Return the records without any change, from the line containing "Check that every instance of the white door" through the end of the records, both ends included.

-- START Dataset records --

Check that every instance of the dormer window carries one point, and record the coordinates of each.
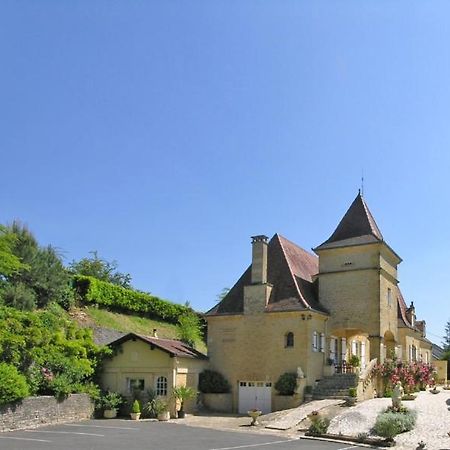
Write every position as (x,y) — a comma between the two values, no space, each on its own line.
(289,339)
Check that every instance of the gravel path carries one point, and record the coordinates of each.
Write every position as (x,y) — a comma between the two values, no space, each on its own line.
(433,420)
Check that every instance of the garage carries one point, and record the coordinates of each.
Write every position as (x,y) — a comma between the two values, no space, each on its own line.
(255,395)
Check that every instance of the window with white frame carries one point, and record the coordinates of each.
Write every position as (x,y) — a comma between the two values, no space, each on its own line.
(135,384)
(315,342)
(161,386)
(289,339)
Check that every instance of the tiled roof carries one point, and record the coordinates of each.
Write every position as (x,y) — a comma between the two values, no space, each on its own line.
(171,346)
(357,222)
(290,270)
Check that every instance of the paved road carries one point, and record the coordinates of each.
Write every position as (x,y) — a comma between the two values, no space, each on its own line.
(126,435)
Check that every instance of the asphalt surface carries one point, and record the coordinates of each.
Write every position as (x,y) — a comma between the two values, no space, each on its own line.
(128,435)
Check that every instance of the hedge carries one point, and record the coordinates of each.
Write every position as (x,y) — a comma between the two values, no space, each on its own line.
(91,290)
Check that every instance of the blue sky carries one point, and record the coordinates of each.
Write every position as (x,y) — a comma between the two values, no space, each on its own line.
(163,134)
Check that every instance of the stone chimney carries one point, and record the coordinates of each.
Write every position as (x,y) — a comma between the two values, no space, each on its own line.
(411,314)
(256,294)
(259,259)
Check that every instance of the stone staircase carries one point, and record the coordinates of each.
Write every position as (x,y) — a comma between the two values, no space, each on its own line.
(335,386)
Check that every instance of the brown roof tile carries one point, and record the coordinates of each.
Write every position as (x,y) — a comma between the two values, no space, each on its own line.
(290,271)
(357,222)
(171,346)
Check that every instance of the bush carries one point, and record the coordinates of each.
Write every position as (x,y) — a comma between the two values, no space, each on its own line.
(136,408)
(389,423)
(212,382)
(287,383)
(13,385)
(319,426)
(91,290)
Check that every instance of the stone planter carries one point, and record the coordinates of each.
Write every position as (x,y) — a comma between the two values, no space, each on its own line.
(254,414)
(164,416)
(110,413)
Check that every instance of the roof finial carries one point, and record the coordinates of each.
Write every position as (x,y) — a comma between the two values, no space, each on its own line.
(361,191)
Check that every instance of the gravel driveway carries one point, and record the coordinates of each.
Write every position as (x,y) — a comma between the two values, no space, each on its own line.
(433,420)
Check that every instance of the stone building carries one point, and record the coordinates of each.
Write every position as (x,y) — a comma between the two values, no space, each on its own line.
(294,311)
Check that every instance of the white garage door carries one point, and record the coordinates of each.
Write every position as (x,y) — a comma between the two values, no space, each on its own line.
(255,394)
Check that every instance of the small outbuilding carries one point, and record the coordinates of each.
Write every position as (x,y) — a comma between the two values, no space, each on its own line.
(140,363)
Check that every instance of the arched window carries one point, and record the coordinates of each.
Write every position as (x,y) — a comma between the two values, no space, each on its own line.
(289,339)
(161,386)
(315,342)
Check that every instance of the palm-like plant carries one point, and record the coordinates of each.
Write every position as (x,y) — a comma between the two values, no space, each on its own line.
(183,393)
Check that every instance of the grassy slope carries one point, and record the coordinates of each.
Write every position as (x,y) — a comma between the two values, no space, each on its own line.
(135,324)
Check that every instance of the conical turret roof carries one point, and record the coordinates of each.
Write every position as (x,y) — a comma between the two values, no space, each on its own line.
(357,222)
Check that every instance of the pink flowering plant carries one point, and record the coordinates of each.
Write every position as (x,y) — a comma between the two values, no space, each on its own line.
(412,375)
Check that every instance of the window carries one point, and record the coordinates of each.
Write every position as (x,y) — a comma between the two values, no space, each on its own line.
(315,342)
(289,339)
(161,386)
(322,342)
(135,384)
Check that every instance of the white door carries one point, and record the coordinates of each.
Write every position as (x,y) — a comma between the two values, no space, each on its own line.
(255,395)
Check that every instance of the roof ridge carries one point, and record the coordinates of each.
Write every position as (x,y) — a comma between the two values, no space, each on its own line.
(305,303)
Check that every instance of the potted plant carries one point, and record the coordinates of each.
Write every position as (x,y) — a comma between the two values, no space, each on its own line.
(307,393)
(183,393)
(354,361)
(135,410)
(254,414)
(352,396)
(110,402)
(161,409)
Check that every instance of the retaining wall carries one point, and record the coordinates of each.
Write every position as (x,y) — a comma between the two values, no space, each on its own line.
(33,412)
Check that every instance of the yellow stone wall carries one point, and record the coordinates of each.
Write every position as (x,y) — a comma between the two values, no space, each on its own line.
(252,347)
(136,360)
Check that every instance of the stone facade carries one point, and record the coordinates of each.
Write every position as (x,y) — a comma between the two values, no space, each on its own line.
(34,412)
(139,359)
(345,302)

-- END Dataset records --

**Solution for this exercise**
Check that every instance of the white door carries one point, and record the coordinates of each.
Write every position as (x,y) — a comma between the two values, no space, each on its own line.
(255,395)
Check that every instance of the roof ridge carries one point, and record the coordinates of each.
Write every position as (x,y) — a comma between the two values, no space, each on its own line.
(305,303)
Check that every instance of the potted plant carries one point, and record the coordinates of each.
Write every position as (x,y) — a comma between the two values, no space, each on its own line.
(307,393)
(183,393)
(354,361)
(135,410)
(254,414)
(352,396)
(110,402)
(161,409)
Check that every instance of the retaining wall carries one point, and record the coordinates of each.
Write every position as (x,y) — a comma between the two values, no space, each on its own line.
(33,412)
Check that every instance of the yellow stone wall carries one point, and record the coordinates of each.
Write every position as (x,y) — a comma between the two values, no space, each on its own line.
(252,347)
(136,360)
Check that every instance of the stone facade carries one point, and record the coordinates of each.
Write every position as (x,y) — a comma between the two values, no space, each on its own line.
(34,412)
(139,359)
(345,302)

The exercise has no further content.